▶ Text excerpt:

::::::::

Example 6: Basic types

This immutable TypeScript class below is much easier to write in F#:

function createFoo(): Foo {
    return new Foo(42, "forty-two");
}

class Foo {
    private readonly _bar: number;
    private readonly _baz: string;

    constructor(bar: number, baz: string) {
        this._bar = bar;
        this._baz = baz;
    }

    get bar(): number {
        return this._bar;
    }

    get baz(): string {
        return this._baz;
    }
}

because it's just one line:

type Foo = { Bar: int; Baz: string }

module FooFactory =
    let internal CreateFoo () =
        { Bar = 42; Baz = "forty-two" }

So then:

• Classes without behaviour (like the above Foo) are called "Records", they are reference types and allocated on the heap. They are immutable (once you create them, you cannot change their values underneath).
• You cannot leave functions outside types like in TypeScript, you would need to place them inside "modules" (classes that don't generate instance, aka static classes), like the "FooFactory" type above.

Example 7: Order is important, and circular dependencies are the root of all evil

As a TypeScript developer, you know that this code compiles fine:

function bar(): void {
    if (baz()) {
        return bar();
    }
}

function baz(): boolean {
    return false;
}

Why wouldn't it? You may think. Sure. And this also compiles:

class Foo1 {
    private _x: number;
    private _y: number;

    constructor(x: number, y: number) {
        this._x = x;
        this._y = y;
    }

    bar(): void {
        console.log("bla");
    }

    baz(): void {
        const foo2 = new Foo2(2, 1);
        foo2.baz();
    }
}

class Foo2 {
    private _x: number;
    private _y: number;

    constructor(x: number, y: number) {
        this._x = x;
        this._y = y;
    }

    bar(): void {
        const foo1 = new Foo1(1, 2);
        foo1.bar();
    }

    baz(): void {
        console.log("bla");
    }
}

Maybe you understand already where I'm coming from. The last TypeScript snippet can be executed with no issues, because TypeScript allows circular dependencies. The principles of modularity would forbid you to write code like this, just because in the future you would not be able to separate this code easily into different libraries (you could not place Foo1 in one library and Foo2 in a different library, because you might receive "undefined" errors whose root cause is the use of circular dependencies).

::::::::

▶ Instruction 1: Print the part of the TypeScript and F# text starting with "because it's just" and going on through "their values underneath).".
The rows that come next have no connection to the TypeScript and F# text.

::::::::

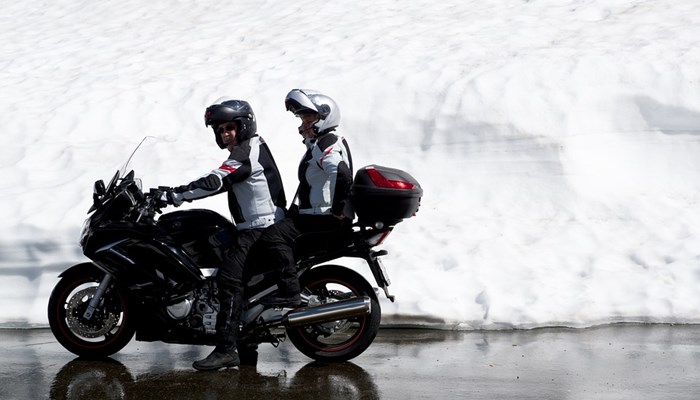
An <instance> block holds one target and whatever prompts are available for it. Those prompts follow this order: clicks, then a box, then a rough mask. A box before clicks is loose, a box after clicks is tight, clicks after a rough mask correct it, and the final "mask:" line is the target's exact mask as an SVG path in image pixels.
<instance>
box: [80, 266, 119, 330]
mask: <svg viewBox="0 0 700 400" xmlns="http://www.w3.org/2000/svg"><path fill="white" fill-rule="evenodd" d="M111 281H112V275H110V274H105V277H104V278H102V282H100V286H98V287H97V291H96V292H95V295H94V296H92V299H90V303H89V304H88V308H87V310H85V313H83V318H85V319H86V320H90V318H92V314H93V313H94V312H95V310H96V309H97V306H98V305H99V304H100V301H101V300H102V296H103V295H104V294H105V292H106V291H107V288H108V287H109V283H110V282H111Z"/></svg>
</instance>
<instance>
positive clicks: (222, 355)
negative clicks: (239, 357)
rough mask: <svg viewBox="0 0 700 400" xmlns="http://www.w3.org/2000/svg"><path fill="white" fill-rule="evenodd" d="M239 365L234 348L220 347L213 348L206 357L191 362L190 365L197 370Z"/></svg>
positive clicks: (240, 360) (214, 368)
mask: <svg viewBox="0 0 700 400" xmlns="http://www.w3.org/2000/svg"><path fill="white" fill-rule="evenodd" d="M239 365H241V360H240V358H238V352H237V351H236V348H235V347H234V348H233V349H228V350H227V349H220V348H219V347H216V348H214V351H212V352H211V354H209V355H208V356H207V358H205V359H203V360H199V361H195V362H193V363H192V367H193V368H194V369H196V370H198V371H216V370H217V369H221V368H231V367H237V366H239Z"/></svg>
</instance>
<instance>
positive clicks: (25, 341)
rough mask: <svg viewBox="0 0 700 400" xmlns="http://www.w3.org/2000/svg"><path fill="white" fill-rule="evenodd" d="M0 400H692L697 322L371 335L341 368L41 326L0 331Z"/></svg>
mask: <svg viewBox="0 0 700 400" xmlns="http://www.w3.org/2000/svg"><path fill="white" fill-rule="evenodd" d="M0 340H2V347H1V348H0V399H46V398H51V399H229V398H235V399H266V400H269V399H276V398H287V399H307V398H313V399H423V398H425V399H436V398H469V399H545V398H549V399H600V398H614V399H641V398H643V399H668V398H673V399H674V400H676V399H697V398H700V379H698V376H700V374H699V373H700V326H684V325H682V326H669V325H614V326H604V327H598V328H592V329H579V330H574V329H538V330H530V331H502V332H493V331H491V332H449V331H435V330H392V329H382V330H381V331H380V334H379V336H378V337H377V339H376V341H375V343H374V344H373V345H372V346H371V347H370V349H369V350H368V351H367V352H365V353H364V354H363V355H361V356H360V357H358V358H356V359H354V360H353V361H352V362H346V363H340V364H323V363H316V362H312V361H311V360H310V359H308V358H306V357H305V356H303V355H302V354H300V353H299V352H298V351H296V349H294V347H293V346H292V345H291V344H289V343H282V345H281V346H280V347H279V348H273V347H272V346H269V345H268V346H264V345H263V346H261V347H260V356H259V360H258V363H257V365H255V366H241V367H239V368H234V369H229V370H223V371H217V372H197V371H195V370H193V369H192V368H191V363H192V361H193V360H195V359H198V358H199V357H202V356H203V355H206V353H208V351H209V350H210V349H209V348H204V347H196V346H183V345H167V344H163V343H142V342H132V343H130V344H129V345H128V346H127V347H126V348H125V349H124V350H122V351H121V352H120V353H118V354H116V355H114V357H112V358H111V359H107V360H101V361H94V360H83V359H79V358H76V357H75V356H73V355H72V354H70V353H68V352H67V351H65V350H64V349H63V348H62V347H61V346H60V345H58V344H57V343H56V341H55V339H54V338H53V336H52V335H51V332H50V331H48V330H46V329H37V330H0Z"/></svg>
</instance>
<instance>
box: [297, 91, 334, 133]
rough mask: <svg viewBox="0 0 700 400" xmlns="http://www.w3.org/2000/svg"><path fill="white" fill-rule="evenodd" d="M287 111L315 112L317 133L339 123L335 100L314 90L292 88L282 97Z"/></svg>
mask: <svg viewBox="0 0 700 400" xmlns="http://www.w3.org/2000/svg"><path fill="white" fill-rule="evenodd" d="M284 105H285V107H287V111H291V112H292V113H294V115H297V116H298V115H300V114H308V113H315V114H318V121H316V122H315V123H314V130H315V131H316V133H317V134H323V133H326V132H329V131H331V130H333V129H334V128H336V127H337V126H338V125H340V109H339V108H338V105H337V104H335V101H333V99H331V98H330V97H328V96H326V95H325V94H323V93H321V92H318V91H316V90H308V89H292V90H291V91H290V92H289V93H287V97H286V98H285V99H284Z"/></svg>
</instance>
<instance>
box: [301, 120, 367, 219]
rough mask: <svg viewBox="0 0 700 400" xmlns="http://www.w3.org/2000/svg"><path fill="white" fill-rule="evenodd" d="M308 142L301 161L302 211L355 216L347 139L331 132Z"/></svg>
mask: <svg viewBox="0 0 700 400" xmlns="http://www.w3.org/2000/svg"><path fill="white" fill-rule="evenodd" d="M307 145H308V149H307V151H306V154H304V157H303V158H302V160H301V163H300V164H299V190H298V198H299V213H300V214H311V215H330V214H334V215H345V216H346V217H348V218H350V219H352V218H354V212H353V210H352V205H351V203H350V187H351V185H352V156H351V155H350V148H349V147H348V144H347V142H346V141H345V139H344V138H343V137H339V136H337V135H336V134H334V133H332V132H329V133H325V134H322V135H321V136H319V137H317V138H314V139H313V140H311V141H309V143H308V144H307Z"/></svg>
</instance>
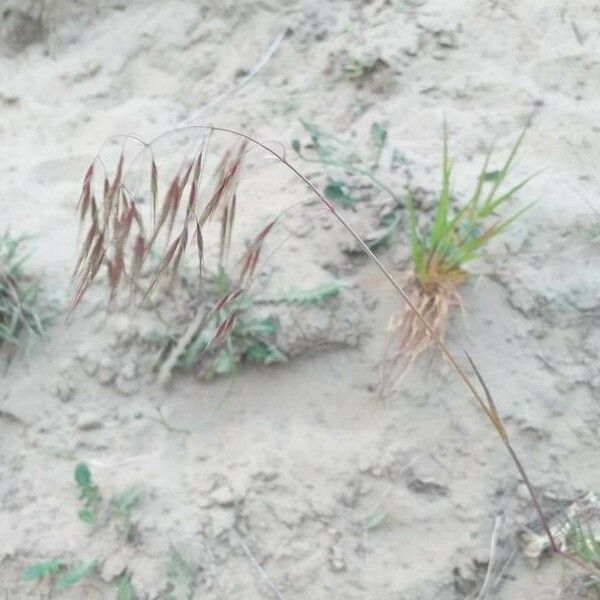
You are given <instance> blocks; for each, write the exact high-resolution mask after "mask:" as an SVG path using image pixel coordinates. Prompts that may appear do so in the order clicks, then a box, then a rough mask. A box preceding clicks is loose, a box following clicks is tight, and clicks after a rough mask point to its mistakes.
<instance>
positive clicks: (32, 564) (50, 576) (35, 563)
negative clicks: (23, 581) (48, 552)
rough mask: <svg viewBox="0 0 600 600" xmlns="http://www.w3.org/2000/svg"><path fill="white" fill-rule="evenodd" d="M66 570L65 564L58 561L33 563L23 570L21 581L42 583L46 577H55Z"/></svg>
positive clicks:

::::::::

▶ Instruction 2: Pull out every line of the rows above that contains the word "negative".

▶ Exercise response 1:
because it's just one line:

type Foo = { Bar: int; Baz: string }

module FooFactory =
    let internal CreateFoo () =
        { Bar = 42; Baz = "forty-two" }

So then:

• Classes without behaviour (like the above Foo) are called "Records", they are reference types and allocated on the heap. They are immutable (once you create them, you cannot change their values underneath).

▶ Exercise response 2:
negative clicks: (239, 357)
negative clicks: (23, 581) (48, 552)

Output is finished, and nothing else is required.